The government’s focus on the narrow EBacc to the detriment of the study of arts and creative subjects in schools, is not only impacting on the creative industries, but on scientific study as well, the Edge Foundation will say at an event hosted by the Museum of Childhood in London on 30 October 2018.
In its latest policy report, Towards a Twenty-First Century Education System, the education charity calls for dramatic changes to the current national curriculum and argues that creativity should be at the heart of all learning.
Tristram Hunt, Director of the V&A‘Creativity is not just for artists. Subjects like Design and Technology, music, art and drama are vitally important for children to develop imagination and resourcefulness, resilience, problem-solving, team-working and technical skills. These are the skills which will enable young people to navigate the changing workplace of the future and stay ahead of the robots, not exam grades. These meta-skills are critical in all sectors, not just the creative industries.’
Clinician and educationalist Professor Roger Kneebone, Professor of Surgical Education at Imperial College, London, says that the impact of creative subjects being squeezed out of the core curriculum is evident amongst medical and science students.
Professor Roger Kneebone‘It is a concern of mine and my scientific colleagues that whereas in the past you could make the assumption that students would leave school able to do certain practical things – cutting things out, making things – that is no longer the case. We have students who have very high exam grades, but lack tactile general knowledge so they struggle even to perform chemistry experiments. An obvious example is of a surgeon needing some dexterity and skill in sewing or stitching. It can be traced back to the sweeping out of creative subjects from the curriculum; it is important and an increasingly urgent issue.’
Professor Kneebone is taking part in a panel discussion, chaired by Tristram Hunt, which includes co-founder of cult jewellery brand Tatty Devine, Rosie Wolfenden, head of the Plymouth School of Creative of Arts, Dave Strudwick, and Chief Executive of the Edge Foundation, Alice Barnard, who comments:
Alice Barnard, Chief Executive, Edge Foundation‘The government pays lip service by saying creative subjects are important, but its policies demonstrate otherwise. Creative subjects count for less under Progress 8 measures. The relentless focus on performance tables makes teachers feel compelled to ‘teach to the test’; it is driving good teachers out of the profession and limiting choices and opportunities for young people. It is not just the creative industries expressing concern about having a talent pipeline for the future, but employers across all sectors and industries.’
The EBacc effectively makes a minimum of seven GCSEs compulsory for pupils in England, but does not include any arts, design or technology subjects. The government wants 90 per cent of students to be taking the EBacc by 2025.

__EXCERPTED DATA__

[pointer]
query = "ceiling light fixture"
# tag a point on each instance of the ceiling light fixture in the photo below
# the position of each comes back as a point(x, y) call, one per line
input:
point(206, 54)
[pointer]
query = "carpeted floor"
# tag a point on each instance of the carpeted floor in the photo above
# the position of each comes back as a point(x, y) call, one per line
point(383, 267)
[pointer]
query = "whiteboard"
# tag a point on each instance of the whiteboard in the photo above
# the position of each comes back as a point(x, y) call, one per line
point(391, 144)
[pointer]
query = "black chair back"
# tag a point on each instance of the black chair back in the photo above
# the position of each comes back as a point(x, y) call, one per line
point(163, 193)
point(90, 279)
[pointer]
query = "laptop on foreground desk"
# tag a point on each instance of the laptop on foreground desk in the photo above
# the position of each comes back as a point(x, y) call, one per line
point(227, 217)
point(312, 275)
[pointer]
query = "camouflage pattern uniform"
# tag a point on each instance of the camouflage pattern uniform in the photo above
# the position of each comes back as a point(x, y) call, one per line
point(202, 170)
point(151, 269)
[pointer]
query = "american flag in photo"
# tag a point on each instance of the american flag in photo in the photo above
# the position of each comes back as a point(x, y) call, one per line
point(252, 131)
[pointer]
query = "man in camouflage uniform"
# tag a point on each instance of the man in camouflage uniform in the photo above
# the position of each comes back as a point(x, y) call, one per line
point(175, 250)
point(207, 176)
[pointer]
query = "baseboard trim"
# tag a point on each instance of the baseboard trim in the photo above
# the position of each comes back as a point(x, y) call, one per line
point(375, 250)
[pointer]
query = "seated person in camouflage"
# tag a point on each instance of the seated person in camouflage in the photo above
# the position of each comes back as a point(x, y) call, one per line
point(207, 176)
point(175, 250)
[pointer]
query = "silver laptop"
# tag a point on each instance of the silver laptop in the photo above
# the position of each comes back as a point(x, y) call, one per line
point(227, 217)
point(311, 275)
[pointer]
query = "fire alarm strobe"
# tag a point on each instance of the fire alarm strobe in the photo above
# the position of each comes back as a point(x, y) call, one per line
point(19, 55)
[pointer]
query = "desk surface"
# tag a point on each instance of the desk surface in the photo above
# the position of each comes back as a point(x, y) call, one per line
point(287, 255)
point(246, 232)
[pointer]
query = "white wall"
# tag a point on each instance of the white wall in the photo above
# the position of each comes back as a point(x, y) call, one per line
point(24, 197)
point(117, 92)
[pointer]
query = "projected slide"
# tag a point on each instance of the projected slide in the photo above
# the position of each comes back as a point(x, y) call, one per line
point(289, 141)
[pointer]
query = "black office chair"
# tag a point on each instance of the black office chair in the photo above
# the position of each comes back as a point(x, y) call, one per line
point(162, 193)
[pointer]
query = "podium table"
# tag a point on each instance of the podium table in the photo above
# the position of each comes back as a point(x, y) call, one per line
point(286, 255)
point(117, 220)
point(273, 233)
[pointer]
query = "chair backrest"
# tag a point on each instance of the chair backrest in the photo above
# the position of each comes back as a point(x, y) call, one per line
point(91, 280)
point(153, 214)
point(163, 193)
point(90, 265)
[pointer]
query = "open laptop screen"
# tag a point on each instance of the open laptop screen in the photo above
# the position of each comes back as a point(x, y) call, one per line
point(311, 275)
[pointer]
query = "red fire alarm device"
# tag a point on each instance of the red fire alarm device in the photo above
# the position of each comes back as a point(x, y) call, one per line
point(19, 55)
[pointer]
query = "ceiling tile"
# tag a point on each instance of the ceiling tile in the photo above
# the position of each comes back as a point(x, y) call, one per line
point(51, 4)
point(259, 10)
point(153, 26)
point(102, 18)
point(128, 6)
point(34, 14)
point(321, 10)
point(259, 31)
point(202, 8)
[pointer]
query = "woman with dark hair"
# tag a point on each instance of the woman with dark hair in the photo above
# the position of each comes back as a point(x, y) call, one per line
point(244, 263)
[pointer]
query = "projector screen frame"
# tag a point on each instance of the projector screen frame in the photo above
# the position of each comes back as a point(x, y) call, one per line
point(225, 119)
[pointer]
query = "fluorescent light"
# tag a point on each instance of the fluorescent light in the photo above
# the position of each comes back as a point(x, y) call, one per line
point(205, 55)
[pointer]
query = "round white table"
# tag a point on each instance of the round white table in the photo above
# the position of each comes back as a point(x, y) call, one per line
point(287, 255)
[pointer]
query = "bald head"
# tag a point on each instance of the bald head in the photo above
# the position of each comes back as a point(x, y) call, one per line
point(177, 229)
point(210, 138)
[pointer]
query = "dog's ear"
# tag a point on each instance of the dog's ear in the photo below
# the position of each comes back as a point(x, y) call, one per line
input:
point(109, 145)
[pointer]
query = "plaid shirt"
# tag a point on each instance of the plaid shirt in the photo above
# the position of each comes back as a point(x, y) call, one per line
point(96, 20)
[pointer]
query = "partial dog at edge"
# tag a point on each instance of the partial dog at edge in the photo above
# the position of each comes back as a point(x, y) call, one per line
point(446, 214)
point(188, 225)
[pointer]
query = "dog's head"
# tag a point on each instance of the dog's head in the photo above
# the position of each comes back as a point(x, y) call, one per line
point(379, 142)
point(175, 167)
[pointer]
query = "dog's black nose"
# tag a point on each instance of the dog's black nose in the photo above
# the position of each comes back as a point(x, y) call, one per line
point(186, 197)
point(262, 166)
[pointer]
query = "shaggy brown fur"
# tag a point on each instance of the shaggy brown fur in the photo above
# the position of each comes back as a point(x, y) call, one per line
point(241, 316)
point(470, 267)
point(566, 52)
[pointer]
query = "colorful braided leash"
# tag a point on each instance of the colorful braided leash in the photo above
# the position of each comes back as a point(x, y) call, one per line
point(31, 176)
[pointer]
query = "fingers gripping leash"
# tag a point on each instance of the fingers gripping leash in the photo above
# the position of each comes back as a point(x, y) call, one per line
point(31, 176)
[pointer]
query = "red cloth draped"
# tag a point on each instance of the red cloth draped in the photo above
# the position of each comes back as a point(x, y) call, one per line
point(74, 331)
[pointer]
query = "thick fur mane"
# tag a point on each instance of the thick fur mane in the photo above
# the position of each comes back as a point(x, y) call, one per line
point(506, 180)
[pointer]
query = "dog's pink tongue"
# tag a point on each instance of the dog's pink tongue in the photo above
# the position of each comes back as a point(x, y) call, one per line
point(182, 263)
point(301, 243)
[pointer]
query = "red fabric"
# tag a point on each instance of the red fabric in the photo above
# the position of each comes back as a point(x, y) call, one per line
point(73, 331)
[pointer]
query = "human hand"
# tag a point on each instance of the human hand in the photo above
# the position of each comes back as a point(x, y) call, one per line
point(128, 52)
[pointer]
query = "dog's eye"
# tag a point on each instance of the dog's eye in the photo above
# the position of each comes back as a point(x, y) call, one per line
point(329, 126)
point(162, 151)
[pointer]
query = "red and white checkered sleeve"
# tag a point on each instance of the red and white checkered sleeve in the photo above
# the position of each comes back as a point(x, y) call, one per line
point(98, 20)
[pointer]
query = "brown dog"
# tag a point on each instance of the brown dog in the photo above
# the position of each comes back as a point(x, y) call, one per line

__YOUR TASKS__
1: Reproduce the passage of the article on creative subjects in schools, starting with "The government’s focus" and going on through "30 October 2018.".
2: According to the article on creative subjects in schools, by what year does the government want 90 percent of students to be taking the EBacc?
3: Continue the article on creative subjects in schools from its last sentence.

__ANSWERS FOR THE EXERCISE__
1:
The government’s focus on the narrow EBacc to the detriment of the study of arts and creative subjects in schools, is not only impacting on the creative industries, but on scientific study as well, the Edge Foundation will say at an event hosted by the Museum of Childhood in London on 30 October 2018.

2: 2025

3:
The Edge Foundation report highlights how the fourth industrial revolution and Brexit are causing the skills gap to widen. The current narrow knowledge-focused academic curriculum using rote-learning to prepare young people to pass exams, is not fit for purpose to tackle the challenges of a twenty-first century economy argues the charity. The report also shines a spotlight on schools, colleges and organisations which are taking a more holistic and forward-thinking approach to learning.
The Plymouth School of Creative Arts (PSCA) has eschewed the EBacc and Progress 8 and developed its own measurement framework. Students learn via cross-curricular projects which involve people from local businesses and Plymouth University.
Rosie Wolfenden founded Tatty Devine with Harriet Vine in in 1999; they were both awarded an MBE for Services to the Fashion Industry in 2013. She comments:
Rosie Wolfenden, founder of Tatty Devine‘First and foremost Harriet and I are artists, we also employ 30 people and contribute meaningfully to the British economy. We wouldn’t have done this without creativity throughout our education. The creative industries are vital to Britain, so watching the curriculum be stripped of creativity simply makes no sense.’
Since the introduction of the EBacc, the number of students entering GCSEs in creative subjects has fallen dramatically.
Statistics
- Between 2010 and 2018, fall of 57% in entries to Design & Technology GCSE
- 20% reduction in entries to creative subjects
- Between 2016 and 2018, a fall of 17,000 entries in computer-based subjects
- The creative industries generate around £92 billion per annum.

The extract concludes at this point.